Panel 7

 

Slavica Stojanović: Women Between Đinđić and Sugar
 
Feministička 94
 
I bear in myself the discomfort of 10 non-working days in Serbia. It was Easter, the holiday of a church which is in all senses politically incorrect and aggressive toward a civic state, as much as it denies responsibility for the war. May 1st holidays followed without real trade unions, without workers’ policies and solidarity.
 
I felt a similar discomfort in Croatia when as a supporting foreigner I realized that August 5th is celebrated as the day of victory. 
 
My short speech might be entitled Women Between Đinđić and Sugar. When Đinđić was assassinated, on March 12th and in the days that followed, smart reactions from citizens corroborated my experience about women’s resistance to war – people are much better and smarter when focused and responsible, worried and passionate.

Given instruction A:
Summarize the panel text in two sentences.
Given instruction B:
Reproduce word for word the stretch of the panel text from "I bear in myself" through "policies and solidarity.".

[Rows from a box labeling dataset]
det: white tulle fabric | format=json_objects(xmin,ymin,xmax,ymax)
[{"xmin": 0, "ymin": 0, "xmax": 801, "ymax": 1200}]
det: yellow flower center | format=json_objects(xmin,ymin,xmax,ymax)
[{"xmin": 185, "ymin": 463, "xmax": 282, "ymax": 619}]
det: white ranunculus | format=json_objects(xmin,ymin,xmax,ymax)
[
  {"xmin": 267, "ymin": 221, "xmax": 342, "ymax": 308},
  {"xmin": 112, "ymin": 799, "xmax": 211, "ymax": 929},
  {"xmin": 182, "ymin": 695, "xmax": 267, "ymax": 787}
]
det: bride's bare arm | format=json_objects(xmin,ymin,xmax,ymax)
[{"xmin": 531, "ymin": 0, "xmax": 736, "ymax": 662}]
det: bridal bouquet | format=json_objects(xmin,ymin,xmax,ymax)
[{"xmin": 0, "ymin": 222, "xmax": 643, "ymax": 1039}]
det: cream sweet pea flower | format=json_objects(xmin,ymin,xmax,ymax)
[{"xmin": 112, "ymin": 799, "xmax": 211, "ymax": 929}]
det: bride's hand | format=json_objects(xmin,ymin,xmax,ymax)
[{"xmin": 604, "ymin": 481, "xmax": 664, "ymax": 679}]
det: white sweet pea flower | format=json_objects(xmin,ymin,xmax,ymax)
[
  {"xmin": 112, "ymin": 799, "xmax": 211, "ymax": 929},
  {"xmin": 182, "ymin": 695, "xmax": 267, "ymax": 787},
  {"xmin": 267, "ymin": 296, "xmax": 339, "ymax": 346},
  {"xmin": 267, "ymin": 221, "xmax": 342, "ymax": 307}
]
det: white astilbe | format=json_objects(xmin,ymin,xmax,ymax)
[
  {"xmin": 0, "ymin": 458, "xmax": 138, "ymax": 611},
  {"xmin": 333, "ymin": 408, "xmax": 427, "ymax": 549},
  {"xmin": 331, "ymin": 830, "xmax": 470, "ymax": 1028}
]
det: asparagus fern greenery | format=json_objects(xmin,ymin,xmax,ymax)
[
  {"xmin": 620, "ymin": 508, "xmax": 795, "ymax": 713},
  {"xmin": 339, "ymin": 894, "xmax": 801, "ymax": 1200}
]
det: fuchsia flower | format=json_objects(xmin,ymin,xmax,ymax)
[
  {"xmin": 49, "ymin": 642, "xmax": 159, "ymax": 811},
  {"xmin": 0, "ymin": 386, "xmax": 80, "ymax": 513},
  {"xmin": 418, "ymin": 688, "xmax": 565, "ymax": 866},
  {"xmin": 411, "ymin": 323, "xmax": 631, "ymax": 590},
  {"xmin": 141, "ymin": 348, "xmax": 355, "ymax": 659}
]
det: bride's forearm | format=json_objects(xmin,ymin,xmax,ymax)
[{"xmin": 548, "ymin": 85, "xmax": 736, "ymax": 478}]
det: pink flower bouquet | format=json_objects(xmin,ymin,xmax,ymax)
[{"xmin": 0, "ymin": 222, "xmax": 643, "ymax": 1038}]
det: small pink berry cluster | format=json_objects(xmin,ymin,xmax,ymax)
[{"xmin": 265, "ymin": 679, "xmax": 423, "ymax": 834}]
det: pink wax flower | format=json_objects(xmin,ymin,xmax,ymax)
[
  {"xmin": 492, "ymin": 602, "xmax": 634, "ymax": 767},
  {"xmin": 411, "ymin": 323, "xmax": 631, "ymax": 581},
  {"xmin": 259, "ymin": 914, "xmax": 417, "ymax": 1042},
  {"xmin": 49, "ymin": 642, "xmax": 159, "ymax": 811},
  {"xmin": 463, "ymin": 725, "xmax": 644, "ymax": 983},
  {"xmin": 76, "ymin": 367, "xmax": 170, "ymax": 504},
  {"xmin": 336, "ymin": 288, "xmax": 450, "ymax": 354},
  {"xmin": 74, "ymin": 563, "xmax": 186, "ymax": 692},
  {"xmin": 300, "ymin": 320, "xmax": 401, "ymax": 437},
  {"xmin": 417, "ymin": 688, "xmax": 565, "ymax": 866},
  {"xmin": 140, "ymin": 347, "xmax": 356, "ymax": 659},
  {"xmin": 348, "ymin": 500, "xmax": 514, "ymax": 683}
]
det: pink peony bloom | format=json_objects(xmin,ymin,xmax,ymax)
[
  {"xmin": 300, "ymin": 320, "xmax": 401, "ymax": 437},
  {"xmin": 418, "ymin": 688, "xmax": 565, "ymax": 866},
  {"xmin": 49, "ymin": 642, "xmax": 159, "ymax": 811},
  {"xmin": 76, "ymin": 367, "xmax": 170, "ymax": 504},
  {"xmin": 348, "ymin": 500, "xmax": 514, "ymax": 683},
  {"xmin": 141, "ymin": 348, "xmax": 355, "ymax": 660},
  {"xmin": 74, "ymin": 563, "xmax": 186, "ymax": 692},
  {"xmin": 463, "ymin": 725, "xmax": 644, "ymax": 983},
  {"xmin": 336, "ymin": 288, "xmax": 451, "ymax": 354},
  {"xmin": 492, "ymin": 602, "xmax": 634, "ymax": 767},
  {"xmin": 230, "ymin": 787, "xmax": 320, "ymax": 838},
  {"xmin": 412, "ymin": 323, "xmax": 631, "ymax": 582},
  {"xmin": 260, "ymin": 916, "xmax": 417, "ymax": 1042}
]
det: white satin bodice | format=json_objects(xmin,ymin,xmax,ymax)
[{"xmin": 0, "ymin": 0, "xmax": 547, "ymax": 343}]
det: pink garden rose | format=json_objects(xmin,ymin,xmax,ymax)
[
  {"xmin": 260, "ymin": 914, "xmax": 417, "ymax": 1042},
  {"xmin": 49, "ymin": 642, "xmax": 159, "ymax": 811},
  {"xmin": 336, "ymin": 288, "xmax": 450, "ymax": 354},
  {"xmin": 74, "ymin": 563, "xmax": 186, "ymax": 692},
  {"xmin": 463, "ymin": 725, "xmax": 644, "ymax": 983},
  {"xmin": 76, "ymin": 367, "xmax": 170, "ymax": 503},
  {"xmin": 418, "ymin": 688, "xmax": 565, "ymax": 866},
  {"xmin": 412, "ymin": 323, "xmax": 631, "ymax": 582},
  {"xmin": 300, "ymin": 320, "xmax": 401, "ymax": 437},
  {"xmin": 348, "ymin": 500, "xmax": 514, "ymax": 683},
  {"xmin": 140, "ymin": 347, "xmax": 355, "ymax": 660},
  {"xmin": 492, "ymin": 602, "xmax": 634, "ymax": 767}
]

Exercise solution A:
The speaker describes discomfort with ten non-working days in Serbia: Easter, the holiday of a church called politically incorrect, aggressive toward a civic state and denying responsibility for the war, and then May 1st holidays without real trade unions, workers' policies or solidarity. A similar discomfort arose in Croatia over August 5th being celebrated as the day of victory, and the short speech, possibly titled Women Between Đinđić and Sugar, recalls that citizens' smart reactions after Đinđić's assassination on March 12th corroborated the speaker's experience of women's resistance to war.

Exercise solution B:
I bear in myself the discomfort of 10 non-working days in Serbia. It was Easter, the holiday of a church which is in all senses politically incorrect and aggressive toward a civic state, as much as it denies responsibility for the war. May 1st holidays followed without real trade unions, without workers’ policies and solidarity.